INSTRUCTIONS TO FOLLOW: Records follow. Select each line holding "every".

Stored items
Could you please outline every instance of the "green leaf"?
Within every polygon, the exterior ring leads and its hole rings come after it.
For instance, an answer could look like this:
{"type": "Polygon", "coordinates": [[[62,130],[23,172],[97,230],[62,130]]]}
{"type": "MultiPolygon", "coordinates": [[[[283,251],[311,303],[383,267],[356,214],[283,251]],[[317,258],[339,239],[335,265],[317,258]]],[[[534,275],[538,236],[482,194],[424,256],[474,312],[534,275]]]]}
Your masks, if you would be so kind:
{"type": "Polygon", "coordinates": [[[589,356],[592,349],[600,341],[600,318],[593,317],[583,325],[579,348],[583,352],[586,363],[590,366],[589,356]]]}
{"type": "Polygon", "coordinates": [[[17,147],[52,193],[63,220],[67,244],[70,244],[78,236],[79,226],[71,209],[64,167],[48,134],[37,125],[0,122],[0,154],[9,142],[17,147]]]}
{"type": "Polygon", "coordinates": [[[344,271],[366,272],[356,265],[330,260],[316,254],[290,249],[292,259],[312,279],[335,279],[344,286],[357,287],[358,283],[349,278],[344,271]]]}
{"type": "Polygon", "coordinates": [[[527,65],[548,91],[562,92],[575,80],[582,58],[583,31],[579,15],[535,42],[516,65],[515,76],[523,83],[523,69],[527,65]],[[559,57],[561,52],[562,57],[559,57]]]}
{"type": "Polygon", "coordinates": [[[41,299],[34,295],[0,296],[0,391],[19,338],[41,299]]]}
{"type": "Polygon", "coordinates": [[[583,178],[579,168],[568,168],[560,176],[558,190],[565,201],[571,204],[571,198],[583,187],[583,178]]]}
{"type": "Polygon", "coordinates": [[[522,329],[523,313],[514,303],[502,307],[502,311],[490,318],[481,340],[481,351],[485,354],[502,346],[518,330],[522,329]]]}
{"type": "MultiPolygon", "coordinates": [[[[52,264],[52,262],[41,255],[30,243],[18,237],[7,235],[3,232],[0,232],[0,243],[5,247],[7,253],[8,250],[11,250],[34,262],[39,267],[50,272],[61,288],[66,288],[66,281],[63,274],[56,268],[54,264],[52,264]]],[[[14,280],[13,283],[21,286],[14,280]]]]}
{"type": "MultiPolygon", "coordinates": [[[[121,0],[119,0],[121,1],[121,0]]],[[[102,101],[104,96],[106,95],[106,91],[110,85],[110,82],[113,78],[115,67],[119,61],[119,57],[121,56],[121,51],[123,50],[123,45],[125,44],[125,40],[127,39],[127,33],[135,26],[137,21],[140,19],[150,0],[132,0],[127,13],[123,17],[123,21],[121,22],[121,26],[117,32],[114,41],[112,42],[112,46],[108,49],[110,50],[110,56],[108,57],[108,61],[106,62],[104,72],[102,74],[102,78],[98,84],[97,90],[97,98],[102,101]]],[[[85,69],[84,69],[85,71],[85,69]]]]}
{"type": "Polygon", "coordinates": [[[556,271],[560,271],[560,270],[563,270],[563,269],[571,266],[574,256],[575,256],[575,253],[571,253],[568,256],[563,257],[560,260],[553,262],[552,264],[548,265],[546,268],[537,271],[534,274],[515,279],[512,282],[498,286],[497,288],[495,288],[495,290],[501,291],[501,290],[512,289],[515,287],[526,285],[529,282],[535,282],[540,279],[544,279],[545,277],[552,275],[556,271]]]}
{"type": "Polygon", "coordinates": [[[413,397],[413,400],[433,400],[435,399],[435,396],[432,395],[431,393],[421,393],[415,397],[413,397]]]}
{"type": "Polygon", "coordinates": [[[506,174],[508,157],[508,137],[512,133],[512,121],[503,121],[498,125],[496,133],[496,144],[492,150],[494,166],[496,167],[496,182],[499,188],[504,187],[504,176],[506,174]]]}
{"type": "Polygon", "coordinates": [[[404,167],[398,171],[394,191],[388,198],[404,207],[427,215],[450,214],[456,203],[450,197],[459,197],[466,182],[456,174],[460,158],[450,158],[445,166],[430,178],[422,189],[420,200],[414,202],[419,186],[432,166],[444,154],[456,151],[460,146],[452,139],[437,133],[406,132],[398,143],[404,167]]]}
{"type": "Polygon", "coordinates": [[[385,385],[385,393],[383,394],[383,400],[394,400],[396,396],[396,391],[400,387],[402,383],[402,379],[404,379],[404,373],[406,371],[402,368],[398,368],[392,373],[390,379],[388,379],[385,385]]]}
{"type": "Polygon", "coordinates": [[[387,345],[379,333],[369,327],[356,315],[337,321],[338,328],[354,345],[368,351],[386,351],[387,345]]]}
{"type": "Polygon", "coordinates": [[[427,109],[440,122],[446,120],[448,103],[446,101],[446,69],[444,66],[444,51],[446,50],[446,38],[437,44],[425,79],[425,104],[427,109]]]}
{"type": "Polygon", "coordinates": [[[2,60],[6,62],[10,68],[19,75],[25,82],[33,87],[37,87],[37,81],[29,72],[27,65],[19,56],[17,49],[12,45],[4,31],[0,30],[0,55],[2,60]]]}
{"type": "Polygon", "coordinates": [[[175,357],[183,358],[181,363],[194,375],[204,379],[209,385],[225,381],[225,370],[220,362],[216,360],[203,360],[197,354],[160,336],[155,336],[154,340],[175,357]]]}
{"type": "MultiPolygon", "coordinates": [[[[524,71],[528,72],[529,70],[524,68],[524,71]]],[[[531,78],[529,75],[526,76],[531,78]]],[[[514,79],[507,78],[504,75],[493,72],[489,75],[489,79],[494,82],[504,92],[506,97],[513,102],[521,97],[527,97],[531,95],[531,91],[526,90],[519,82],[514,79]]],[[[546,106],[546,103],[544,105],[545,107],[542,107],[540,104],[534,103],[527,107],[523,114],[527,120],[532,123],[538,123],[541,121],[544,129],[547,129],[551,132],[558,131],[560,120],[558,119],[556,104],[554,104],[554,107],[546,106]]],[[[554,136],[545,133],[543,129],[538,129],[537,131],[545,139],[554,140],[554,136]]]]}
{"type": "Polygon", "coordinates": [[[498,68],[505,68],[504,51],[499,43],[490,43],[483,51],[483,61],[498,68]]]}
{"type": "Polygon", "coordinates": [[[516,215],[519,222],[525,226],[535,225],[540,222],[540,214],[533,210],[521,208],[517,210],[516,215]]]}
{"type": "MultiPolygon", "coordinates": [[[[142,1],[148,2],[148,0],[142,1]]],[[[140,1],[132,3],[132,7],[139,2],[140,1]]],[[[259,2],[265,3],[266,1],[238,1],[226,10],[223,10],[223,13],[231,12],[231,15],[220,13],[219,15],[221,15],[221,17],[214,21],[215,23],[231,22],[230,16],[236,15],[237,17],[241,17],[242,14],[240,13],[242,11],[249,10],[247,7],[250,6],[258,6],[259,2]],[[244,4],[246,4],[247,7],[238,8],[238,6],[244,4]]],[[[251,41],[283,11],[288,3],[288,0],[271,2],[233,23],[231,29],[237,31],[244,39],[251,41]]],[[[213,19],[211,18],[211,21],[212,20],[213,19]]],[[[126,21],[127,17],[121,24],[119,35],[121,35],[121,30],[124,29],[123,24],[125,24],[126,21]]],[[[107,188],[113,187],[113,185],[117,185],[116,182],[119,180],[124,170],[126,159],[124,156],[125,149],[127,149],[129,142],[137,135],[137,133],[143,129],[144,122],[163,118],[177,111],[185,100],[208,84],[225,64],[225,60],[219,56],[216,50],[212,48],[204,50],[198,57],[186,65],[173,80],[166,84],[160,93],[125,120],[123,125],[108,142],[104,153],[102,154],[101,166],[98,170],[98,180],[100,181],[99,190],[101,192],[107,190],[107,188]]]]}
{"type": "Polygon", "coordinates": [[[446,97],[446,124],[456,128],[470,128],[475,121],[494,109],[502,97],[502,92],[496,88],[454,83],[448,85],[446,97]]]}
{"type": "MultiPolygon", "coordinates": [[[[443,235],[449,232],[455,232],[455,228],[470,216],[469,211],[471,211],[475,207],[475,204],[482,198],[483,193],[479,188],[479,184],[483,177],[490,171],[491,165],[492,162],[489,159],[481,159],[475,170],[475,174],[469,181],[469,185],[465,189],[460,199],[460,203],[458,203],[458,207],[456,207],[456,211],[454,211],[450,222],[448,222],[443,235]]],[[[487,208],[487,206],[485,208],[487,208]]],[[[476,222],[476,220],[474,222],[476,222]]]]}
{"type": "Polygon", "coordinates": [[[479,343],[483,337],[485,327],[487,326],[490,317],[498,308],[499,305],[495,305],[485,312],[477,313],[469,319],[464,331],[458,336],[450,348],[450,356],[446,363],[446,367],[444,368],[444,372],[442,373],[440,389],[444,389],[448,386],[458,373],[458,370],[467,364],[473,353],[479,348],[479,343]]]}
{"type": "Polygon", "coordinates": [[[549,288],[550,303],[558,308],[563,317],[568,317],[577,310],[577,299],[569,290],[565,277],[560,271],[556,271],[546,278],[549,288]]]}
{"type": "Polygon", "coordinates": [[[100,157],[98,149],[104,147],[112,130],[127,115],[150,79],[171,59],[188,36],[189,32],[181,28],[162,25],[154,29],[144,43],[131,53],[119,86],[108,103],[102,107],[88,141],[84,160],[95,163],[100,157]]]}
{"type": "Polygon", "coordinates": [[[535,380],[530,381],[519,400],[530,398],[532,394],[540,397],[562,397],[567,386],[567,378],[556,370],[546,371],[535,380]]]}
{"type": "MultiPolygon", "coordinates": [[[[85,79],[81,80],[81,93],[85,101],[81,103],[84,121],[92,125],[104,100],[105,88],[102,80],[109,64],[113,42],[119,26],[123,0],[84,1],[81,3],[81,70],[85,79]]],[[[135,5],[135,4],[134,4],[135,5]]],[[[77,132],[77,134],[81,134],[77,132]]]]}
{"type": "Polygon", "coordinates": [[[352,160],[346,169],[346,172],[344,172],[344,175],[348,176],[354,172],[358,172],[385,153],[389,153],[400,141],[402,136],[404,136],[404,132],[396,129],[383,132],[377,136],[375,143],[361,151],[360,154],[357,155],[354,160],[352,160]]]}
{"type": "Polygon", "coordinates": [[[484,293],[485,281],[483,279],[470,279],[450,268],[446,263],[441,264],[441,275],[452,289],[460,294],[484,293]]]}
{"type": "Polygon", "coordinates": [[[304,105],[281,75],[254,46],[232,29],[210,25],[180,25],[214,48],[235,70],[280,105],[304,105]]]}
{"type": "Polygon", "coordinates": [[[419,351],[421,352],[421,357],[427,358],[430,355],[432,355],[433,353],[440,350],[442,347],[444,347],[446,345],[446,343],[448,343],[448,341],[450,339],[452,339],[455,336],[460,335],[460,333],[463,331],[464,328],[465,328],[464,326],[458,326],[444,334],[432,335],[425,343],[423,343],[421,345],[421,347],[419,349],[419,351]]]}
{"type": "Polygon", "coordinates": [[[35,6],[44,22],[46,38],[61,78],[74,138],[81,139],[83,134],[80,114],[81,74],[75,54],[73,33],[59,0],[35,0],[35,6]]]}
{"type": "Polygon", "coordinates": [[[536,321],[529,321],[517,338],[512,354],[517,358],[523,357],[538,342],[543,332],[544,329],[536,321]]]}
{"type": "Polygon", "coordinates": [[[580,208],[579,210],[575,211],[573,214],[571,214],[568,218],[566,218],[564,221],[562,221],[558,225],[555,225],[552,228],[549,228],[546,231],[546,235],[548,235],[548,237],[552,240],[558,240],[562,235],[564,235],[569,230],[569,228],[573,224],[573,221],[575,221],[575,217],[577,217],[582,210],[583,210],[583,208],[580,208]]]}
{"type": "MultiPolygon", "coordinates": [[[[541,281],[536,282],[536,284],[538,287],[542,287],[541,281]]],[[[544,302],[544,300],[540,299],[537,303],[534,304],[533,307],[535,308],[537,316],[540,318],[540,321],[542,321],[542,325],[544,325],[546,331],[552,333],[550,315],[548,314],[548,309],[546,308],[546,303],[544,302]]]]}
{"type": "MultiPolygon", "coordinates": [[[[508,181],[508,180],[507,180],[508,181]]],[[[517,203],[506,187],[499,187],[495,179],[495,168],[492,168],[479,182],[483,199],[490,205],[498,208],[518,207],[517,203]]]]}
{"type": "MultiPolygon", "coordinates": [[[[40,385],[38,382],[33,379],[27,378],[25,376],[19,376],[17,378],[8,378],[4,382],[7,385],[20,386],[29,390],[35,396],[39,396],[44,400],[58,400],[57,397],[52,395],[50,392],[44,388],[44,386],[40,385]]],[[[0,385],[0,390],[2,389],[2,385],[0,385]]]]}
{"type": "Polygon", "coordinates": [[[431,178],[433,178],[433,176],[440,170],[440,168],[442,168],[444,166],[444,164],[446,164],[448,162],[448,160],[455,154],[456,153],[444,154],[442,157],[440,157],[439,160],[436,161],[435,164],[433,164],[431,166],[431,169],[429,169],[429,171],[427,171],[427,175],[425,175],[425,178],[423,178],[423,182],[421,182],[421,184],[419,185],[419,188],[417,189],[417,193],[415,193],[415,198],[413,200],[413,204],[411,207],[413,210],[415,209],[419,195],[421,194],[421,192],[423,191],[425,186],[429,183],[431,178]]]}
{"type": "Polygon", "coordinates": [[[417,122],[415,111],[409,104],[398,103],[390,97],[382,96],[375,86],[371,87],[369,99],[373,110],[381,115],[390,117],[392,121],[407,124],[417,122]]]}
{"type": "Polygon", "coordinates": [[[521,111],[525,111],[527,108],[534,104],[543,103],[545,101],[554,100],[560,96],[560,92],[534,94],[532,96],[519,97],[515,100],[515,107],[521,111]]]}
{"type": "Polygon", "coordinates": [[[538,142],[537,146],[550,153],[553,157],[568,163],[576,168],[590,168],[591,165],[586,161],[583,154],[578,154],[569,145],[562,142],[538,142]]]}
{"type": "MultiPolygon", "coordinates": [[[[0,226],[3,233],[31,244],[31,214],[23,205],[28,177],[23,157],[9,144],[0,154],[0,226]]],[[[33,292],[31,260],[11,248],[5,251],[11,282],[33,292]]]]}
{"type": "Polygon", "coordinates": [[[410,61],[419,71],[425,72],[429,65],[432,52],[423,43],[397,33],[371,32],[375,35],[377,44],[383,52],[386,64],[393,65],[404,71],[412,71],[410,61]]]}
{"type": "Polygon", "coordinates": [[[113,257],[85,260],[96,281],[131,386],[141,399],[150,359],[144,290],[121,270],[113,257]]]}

ANSWER BELOW:
Could you please outline every instance of the "green leaf"?
Within every polygon, the exterior ring leads and its hole rings come after it.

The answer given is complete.